* Begin *

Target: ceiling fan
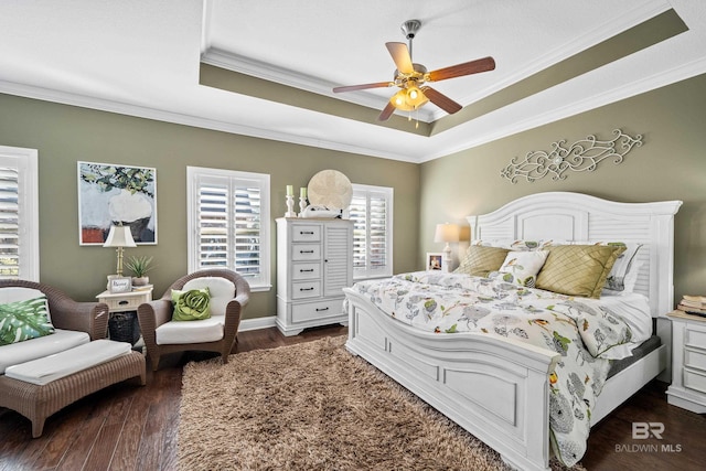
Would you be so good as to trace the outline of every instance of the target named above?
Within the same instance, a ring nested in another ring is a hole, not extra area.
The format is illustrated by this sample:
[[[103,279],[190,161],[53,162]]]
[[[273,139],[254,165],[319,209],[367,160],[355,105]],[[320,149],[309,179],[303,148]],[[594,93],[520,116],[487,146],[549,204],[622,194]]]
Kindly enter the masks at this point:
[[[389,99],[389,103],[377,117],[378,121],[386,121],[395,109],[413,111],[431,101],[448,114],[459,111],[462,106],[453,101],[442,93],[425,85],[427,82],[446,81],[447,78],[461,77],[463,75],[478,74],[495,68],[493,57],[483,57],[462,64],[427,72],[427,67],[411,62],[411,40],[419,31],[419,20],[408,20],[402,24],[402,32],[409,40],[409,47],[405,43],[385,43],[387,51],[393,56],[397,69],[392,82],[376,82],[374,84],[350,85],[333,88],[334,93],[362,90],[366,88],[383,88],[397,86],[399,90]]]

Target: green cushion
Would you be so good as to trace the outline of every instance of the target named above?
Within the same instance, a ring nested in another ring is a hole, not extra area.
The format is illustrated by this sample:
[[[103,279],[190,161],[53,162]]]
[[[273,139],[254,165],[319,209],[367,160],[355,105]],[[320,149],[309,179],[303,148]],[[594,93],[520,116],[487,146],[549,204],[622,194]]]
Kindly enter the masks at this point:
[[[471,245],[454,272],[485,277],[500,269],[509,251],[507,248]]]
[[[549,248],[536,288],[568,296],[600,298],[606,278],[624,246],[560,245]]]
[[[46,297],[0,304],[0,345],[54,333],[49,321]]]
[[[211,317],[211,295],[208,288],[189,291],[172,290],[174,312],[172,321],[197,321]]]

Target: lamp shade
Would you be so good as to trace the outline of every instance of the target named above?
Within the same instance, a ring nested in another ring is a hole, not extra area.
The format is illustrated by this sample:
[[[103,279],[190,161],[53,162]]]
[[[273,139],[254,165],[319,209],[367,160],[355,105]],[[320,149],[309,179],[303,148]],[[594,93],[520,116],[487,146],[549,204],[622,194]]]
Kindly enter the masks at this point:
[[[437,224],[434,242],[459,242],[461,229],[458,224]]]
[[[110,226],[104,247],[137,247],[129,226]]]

* End *

THE TASK:
Rewrite all of the records above with "outline" switched to "boundary" wherever it appears, changing nothing else. Leave the pictures out of your copy.

RESULT OF THIS TASK:
Target: ceiling fan
Would you be so good as to trace the boundary of every instance of the target named above?
Within the same instance, a ring nested in another ring is a hole, not extra area.
The format is illustrated by this sample:
[[[103,279],[190,161],[53,162]]]
[[[273,139],[254,165],[319,209],[367,160],[355,105]],[[320,149],[309,179],[303,148]],[[594,93],[520,116],[487,146],[549,204],[622,194]]]
Kindly enter the masks at this point:
[[[389,99],[389,103],[377,117],[378,121],[386,121],[395,109],[413,111],[431,101],[448,114],[459,111],[462,106],[453,101],[442,93],[425,85],[427,82],[446,81],[447,78],[461,77],[463,75],[478,74],[495,68],[493,57],[483,57],[462,64],[427,72],[427,67],[411,62],[411,40],[419,31],[419,20],[408,20],[402,24],[402,32],[409,40],[409,47],[405,43],[385,43],[387,51],[393,56],[397,69],[392,82],[376,82],[374,84],[350,85],[333,88],[334,93],[362,90],[366,88],[383,88],[397,86],[399,90]]]

Target: green cushion
Would you be so good as to trace the boundary of every instance of the target named above?
Within the same instance, a ring nested in another ring is a hole, not extra area.
The format is illustrated by this sample:
[[[103,279],[190,161],[53,162]]]
[[[273,139],[254,165],[319,209],[367,160],[355,105]],[[320,149],[309,179],[303,148]],[[594,93],[520,116],[487,146],[549,204],[622,194]]]
Kindly enter the masks at this point:
[[[471,245],[454,272],[485,277],[500,269],[509,251],[507,248]]]
[[[549,248],[536,288],[568,296],[600,298],[606,278],[624,246],[560,245]]]
[[[46,297],[0,304],[0,345],[54,333],[49,321]]]
[[[211,317],[211,295],[208,288],[189,291],[172,290],[174,312],[172,321],[197,321]]]

Target: lamp shade
Would you be so good as to trace the boundary of every instance of the target named above?
Within the same instance, a ring nested in another ring is a hole, not extra area.
The format is illustrated by this sample:
[[[103,279],[190,161],[53,162]]]
[[[273,139],[254,165],[319,209],[367,160],[355,105]],[[320,149],[309,179],[303,148]],[[594,93],[520,116],[487,146],[549,204],[622,194]]]
Kindly enter the masks at this point:
[[[437,224],[434,242],[459,242],[461,229],[458,224]]]
[[[110,226],[104,247],[137,247],[129,226]]]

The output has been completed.